**EXCERPTED TEXT:**

....

The health impacts of living near oil and gas wells are not new: affected peoples, particularly in western states, have reported “respiratory problems like asthma and coughing, eye, nose, and throat irritation, headaches, nausea, dizziness, trouble sleeping, and fatigue” for years. For just as long, the industry has insisted that these widespread complaints are isolated incidents, not part of a larger problem, which they obviously are. A 2018 study from the Colorado School of Public Health suggested living near an oil or gas well—specifically, the kind of chemicals those wells release—increases residents’ chance of developing cancer. 

According to the Oil and Gas Threat Map, 12.6 million people live within the threat radius of 1,292,669 active oil and gas facilities. This, of course, does not account for an EPA estimated 3.11 million total abandoned wells, an unknown number of which continue to spew methane (which retains 87 times more heat than carbon dioxide over the short term) and toxic volatile organic compounds (VOCs) into the surrounding air, soil, and water. The number of people exposed to these toxic chemicals is unfathomable, almost as unfathomable as how little action is being taken to address this quiet catastrophe.

....

**DATA SHOWN:**
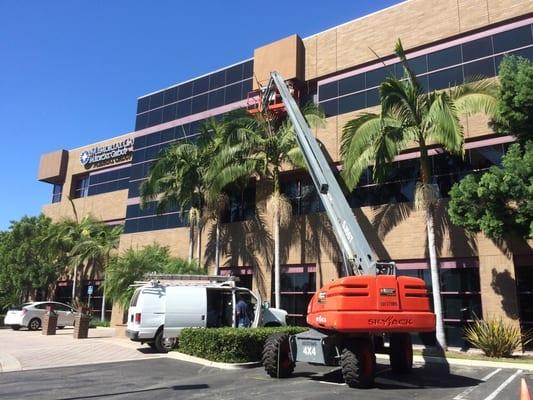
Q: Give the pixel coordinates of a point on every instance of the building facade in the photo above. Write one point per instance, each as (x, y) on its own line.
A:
(446, 43)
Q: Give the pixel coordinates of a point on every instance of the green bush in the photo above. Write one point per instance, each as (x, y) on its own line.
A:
(496, 338)
(231, 345)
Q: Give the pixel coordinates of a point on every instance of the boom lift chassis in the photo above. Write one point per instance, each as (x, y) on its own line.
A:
(351, 316)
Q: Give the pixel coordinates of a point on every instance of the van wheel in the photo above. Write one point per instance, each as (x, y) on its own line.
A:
(34, 324)
(163, 344)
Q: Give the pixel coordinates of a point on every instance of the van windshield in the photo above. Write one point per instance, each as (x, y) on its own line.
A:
(134, 298)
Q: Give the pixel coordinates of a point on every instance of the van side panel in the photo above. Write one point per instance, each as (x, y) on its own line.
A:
(186, 306)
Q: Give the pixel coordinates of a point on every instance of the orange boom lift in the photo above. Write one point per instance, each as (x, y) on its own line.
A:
(354, 316)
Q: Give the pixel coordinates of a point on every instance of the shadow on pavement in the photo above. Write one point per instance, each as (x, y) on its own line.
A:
(175, 387)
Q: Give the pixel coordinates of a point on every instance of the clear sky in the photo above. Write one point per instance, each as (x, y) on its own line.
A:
(71, 70)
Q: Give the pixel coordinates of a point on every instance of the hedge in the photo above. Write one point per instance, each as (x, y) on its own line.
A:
(231, 345)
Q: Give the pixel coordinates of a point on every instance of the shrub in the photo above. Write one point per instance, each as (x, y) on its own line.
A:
(496, 338)
(232, 345)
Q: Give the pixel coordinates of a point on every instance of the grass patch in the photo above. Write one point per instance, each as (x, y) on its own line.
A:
(230, 345)
(474, 356)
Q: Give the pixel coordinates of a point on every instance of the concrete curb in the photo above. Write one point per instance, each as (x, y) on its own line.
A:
(8, 363)
(423, 360)
(202, 361)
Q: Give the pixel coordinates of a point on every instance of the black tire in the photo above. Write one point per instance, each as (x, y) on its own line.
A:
(34, 324)
(358, 364)
(276, 356)
(401, 353)
(162, 344)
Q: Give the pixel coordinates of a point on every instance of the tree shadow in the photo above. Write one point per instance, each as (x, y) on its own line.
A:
(245, 243)
(503, 284)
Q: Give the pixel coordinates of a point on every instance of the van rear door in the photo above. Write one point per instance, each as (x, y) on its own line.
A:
(186, 306)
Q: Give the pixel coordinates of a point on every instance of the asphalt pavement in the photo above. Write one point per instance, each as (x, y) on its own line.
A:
(172, 379)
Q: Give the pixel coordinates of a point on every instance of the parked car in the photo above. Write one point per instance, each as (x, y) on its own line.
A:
(31, 315)
(159, 311)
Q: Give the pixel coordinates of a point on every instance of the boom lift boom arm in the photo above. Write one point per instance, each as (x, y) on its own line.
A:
(356, 249)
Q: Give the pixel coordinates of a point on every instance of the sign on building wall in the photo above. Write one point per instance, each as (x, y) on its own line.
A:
(108, 154)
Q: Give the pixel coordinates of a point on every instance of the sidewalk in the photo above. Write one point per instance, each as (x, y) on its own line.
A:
(24, 350)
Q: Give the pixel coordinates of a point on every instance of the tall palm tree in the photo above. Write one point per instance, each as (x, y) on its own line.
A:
(95, 250)
(411, 116)
(262, 145)
(181, 178)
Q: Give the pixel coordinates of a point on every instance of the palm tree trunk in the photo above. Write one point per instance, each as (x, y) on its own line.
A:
(217, 246)
(435, 282)
(199, 249)
(276, 258)
(74, 279)
(191, 241)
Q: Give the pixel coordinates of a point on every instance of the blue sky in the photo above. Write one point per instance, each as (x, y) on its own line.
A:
(71, 71)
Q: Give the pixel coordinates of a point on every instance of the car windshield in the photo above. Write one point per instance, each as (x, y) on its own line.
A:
(19, 306)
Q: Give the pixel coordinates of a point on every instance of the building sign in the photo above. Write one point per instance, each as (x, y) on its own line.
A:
(109, 154)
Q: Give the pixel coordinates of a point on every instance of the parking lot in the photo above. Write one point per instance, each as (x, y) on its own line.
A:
(60, 367)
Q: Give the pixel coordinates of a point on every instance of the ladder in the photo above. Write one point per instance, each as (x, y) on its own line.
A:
(358, 256)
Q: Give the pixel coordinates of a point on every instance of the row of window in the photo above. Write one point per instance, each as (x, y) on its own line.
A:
(360, 91)
(446, 169)
(90, 185)
(194, 105)
(219, 79)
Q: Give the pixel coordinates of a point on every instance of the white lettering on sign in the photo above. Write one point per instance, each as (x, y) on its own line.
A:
(105, 154)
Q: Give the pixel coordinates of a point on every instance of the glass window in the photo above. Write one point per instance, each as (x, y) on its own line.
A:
(185, 91)
(330, 107)
(216, 80)
(247, 69)
(477, 49)
(444, 58)
(200, 85)
(372, 97)
(352, 102)
(156, 100)
(141, 121)
(233, 93)
(155, 117)
(199, 103)
(445, 79)
(512, 39)
(328, 91)
(418, 65)
(480, 69)
(352, 84)
(80, 184)
(234, 74)
(216, 98)
(57, 191)
(143, 104)
(184, 108)
(170, 95)
(377, 76)
(169, 112)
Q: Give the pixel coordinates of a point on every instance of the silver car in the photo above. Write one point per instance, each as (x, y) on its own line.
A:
(31, 315)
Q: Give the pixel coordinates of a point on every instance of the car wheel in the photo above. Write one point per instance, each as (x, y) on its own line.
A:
(34, 324)
(163, 344)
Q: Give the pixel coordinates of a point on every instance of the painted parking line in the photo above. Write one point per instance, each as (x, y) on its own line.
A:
(467, 391)
(503, 385)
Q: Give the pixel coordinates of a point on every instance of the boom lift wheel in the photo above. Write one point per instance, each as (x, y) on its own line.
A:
(276, 356)
(401, 353)
(358, 363)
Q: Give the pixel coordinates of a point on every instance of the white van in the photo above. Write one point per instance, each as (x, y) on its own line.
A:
(160, 310)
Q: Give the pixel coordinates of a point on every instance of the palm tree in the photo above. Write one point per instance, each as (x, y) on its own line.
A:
(180, 178)
(262, 145)
(95, 250)
(408, 116)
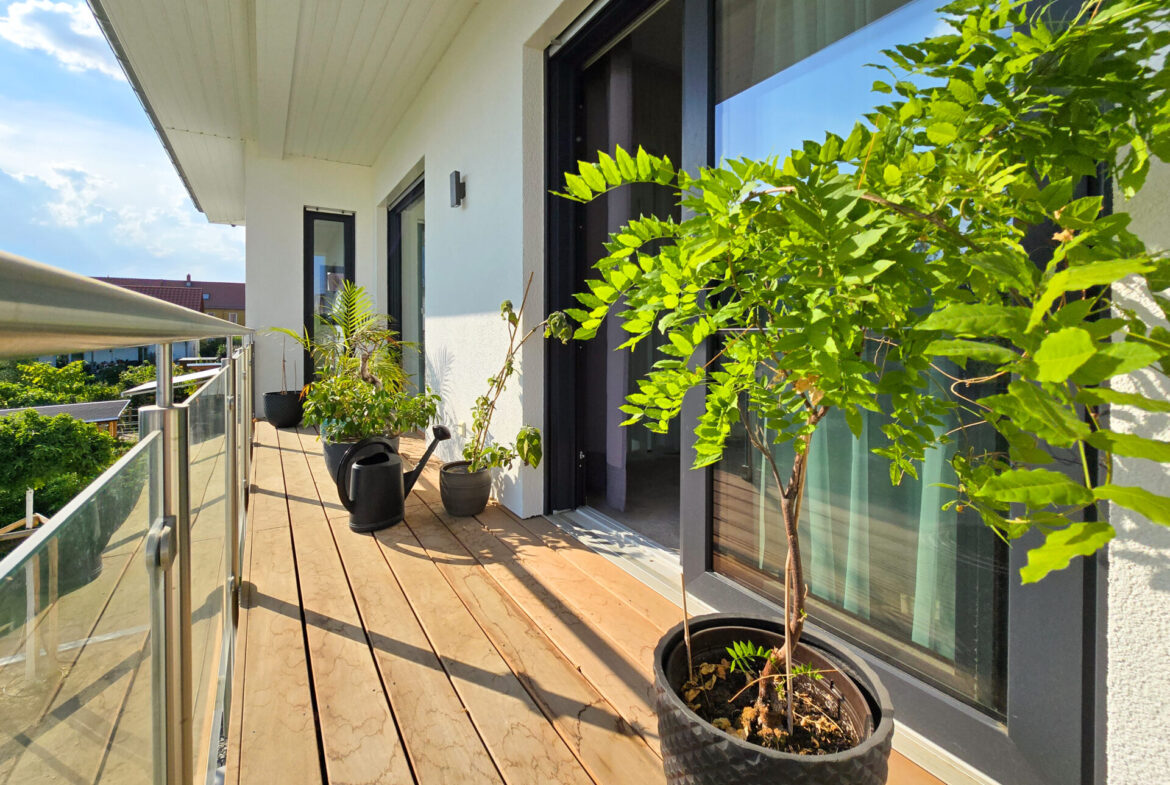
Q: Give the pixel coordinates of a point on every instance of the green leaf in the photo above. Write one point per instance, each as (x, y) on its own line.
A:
(866, 273)
(962, 91)
(1062, 352)
(1099, 396)
(608, 169)
(592, 177)
(1082, 276)
(1036, 488)
(972, 350)
(1062, 545)
(578, 187)
(1115, 359)
(942, 133)
(977, 319)
(1130, 445)
(1154, 507)
(1032, 408)
(1080, 214)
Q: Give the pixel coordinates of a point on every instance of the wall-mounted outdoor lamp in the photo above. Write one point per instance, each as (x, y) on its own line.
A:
(458, 188)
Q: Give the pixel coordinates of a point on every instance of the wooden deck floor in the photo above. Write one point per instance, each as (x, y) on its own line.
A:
(484, 649)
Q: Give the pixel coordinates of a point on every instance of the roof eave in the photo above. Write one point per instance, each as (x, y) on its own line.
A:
(103, 22)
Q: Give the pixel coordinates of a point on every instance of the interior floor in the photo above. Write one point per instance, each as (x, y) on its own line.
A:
(652, 500)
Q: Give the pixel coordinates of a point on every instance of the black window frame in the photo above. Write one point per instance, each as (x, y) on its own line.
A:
(349, 229)
(1054, 728)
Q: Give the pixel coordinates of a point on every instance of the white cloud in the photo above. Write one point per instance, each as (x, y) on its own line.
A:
(66, 31)
(115, 180)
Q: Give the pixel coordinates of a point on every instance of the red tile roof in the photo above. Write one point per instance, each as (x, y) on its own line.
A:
(225, 295)
(187, 296)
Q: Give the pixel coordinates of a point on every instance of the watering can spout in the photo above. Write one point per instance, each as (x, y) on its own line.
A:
(440, 434)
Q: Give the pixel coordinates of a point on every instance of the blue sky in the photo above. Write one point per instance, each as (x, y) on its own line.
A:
(84, 181)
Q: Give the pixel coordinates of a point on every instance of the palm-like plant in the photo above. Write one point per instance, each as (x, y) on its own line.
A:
(352, 338)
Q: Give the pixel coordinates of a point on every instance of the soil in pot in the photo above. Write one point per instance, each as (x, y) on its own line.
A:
(728, 696)
(463, 493)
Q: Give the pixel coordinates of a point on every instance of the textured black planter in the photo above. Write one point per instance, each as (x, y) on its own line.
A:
(463, 493)
(694, 752)
(282, 408)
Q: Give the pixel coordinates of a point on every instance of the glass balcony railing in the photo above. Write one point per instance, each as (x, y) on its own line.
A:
(117, 617)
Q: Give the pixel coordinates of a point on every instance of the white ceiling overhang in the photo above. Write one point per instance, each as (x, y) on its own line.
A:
(312, 78)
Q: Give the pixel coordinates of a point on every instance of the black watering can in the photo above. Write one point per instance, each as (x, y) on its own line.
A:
(373, 484)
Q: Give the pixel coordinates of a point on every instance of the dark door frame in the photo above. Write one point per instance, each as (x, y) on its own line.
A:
(348, 221)
(1053, 734)
(394, 259)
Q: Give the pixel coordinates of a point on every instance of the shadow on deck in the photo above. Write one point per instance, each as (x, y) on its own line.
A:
(483, 649)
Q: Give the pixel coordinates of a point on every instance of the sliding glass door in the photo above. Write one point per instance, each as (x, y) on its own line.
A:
(328, 263)
(406, 235)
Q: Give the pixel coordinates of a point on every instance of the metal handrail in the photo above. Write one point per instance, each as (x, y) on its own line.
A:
(49, 311)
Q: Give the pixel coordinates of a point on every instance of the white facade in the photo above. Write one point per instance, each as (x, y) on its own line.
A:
(480, 110)
(488, 123)
(1138, 577)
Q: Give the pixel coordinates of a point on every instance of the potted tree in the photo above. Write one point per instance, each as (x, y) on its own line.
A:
(283, 408)
(466, 486)
(852, 279)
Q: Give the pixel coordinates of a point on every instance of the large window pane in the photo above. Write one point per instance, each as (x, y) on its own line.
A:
(886, 566)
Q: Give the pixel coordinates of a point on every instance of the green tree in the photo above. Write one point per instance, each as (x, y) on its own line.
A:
(40, 384)
(56, 456)
(853, 273)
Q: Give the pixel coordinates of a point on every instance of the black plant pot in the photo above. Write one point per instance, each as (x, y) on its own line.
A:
(335, 450)
(283, 410)
(695, 752)
(463, 493)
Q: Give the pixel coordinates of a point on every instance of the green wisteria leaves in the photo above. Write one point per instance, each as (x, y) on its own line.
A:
(952, 224)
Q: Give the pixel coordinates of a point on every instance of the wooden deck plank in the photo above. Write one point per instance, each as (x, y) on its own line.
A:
(600, 607)
(502, 624)
(655, 608)
(605, 743)
(610, 669)
(358, 734)
(440, 739)
(521, 741)
(277, 735)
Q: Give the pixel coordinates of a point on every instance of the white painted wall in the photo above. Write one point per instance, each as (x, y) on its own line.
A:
(276, 193)
(481, 111)
(1137, 745)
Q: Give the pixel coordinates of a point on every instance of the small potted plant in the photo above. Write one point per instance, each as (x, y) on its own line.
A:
(346, 408)
(466, 486)
(892, 272)
(283, 408)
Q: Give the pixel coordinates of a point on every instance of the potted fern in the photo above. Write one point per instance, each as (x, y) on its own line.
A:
(360, 385)
(850, 277)
(466, 486)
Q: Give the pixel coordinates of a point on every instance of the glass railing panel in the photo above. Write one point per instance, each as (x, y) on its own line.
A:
(75, 656)
(208, 486)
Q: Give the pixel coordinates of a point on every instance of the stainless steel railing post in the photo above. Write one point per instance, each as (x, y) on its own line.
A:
(232, 452)
(169, 542)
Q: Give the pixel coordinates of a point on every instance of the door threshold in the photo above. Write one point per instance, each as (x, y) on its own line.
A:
(638, 555)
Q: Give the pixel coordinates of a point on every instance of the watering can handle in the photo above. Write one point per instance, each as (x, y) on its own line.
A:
(352, 455)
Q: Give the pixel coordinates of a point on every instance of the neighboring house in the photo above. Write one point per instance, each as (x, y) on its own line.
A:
(220, 298)
(103, 413)
(337, 133)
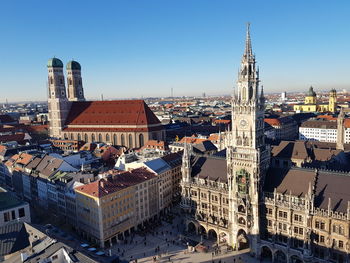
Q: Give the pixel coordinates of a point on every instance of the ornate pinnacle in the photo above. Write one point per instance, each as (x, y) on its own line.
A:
(248, 45)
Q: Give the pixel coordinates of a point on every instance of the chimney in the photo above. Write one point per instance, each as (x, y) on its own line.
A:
(102, 183)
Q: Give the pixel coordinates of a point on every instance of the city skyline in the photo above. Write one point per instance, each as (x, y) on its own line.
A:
(125, 52)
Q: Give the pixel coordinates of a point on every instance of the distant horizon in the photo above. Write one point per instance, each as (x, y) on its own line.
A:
(175, 97)
(147, 48)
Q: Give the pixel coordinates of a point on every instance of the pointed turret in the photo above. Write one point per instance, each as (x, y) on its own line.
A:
(248, 53)
(186, 163)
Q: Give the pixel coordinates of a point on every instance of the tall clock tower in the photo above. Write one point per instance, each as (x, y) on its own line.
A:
(247, 154)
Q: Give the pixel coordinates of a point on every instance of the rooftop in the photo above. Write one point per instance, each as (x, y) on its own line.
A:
(8, 200)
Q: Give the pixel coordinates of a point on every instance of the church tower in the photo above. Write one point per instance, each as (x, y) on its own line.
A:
(74, 82)
(247, 154)
(332, 105)
(58, 104)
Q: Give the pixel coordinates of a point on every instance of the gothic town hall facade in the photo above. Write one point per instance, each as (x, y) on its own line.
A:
(280, 213)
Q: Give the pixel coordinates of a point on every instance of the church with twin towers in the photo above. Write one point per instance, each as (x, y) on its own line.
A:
(128, 123)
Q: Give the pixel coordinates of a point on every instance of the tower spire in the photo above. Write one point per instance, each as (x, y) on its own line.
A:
(248, 44)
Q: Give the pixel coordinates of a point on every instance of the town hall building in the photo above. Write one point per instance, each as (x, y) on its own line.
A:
(130, 123)
(283, 214)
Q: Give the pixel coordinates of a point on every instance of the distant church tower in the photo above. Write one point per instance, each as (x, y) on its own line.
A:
(332, 101)
(247, 154)
(57, 102)
(74, 82)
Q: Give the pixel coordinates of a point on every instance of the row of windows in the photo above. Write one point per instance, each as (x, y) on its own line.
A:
(8, 216)
(107, 138)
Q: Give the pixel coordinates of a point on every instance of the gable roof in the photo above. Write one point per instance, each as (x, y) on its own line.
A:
(115, 182)
(209, 167)
(115, 112)
(158, 165)
(326, 184)
(13, 237)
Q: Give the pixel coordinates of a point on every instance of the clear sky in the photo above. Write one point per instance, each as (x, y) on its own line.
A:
(144, 48)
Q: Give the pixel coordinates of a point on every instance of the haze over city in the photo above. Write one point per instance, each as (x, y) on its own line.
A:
(145, 48)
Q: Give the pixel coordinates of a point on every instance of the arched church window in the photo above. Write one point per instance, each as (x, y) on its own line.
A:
(141, 140)
(130, 141)
(244, 93)
(242, 181)
(250, 92)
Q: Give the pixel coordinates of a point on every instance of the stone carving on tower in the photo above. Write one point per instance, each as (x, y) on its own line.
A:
(74, 82)
(247, 154)
(58, 103)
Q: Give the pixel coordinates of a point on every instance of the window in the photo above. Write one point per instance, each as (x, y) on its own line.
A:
(321, 239)
(6, 216)
(21, 212)
(340, 244)
(141, 140)
(130, 141)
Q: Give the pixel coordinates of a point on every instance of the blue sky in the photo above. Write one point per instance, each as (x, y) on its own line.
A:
(145, 48)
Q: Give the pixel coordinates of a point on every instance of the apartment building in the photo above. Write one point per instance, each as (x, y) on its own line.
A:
(109, 208)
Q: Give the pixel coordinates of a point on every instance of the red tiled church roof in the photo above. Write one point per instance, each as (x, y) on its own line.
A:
(116, 112)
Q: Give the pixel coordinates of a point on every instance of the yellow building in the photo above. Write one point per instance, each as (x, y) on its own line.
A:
(311, 105)
(107, 208)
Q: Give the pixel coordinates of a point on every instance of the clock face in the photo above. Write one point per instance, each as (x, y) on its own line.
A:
(243, 123)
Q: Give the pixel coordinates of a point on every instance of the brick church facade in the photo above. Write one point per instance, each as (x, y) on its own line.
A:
(130, 123)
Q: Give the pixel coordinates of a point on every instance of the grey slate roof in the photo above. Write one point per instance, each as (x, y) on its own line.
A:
(13, 237)
(158, 165)
(327, 184)
(209, 167)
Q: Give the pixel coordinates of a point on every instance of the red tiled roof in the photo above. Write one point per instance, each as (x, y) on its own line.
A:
(272, 122)
(192, 140)
(4, 118)
(222, 121)
(117, 182)
(347, 123)
(116, 112)
(19, 137)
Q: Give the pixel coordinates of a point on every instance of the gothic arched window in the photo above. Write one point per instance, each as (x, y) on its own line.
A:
(244, 93)
(250, 92)
(141, 140)
(130, 141)
(242, 181)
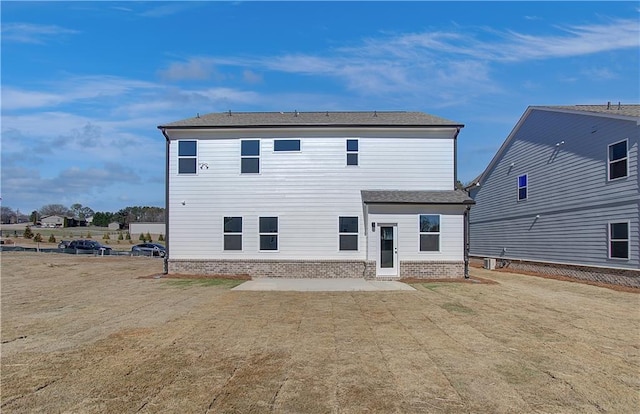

....

**REQUIRED ACTION:**
Summarize the passage on oil and gas wells in two sentences. The records aren't needed for this work.

**RESULT:**
People living near oil and gas wells, particularly in western states, have reported health problems such as respiratory issues, headaches, nausea, and fatigue for years, and a 2018 Colorado School of Public Health study suggested that the chemicals these wells release increase residents' chance of developing cancer. According to the Oil and Gas Threat Map, 12.6 million people live within the threat radius of active oil and gas facilities, a figure that leaves out an EPA-estimated 3.11 million abandoned wells, an unknown number of which still release methane and toxic VOCs into the surrounding air, soil, and water.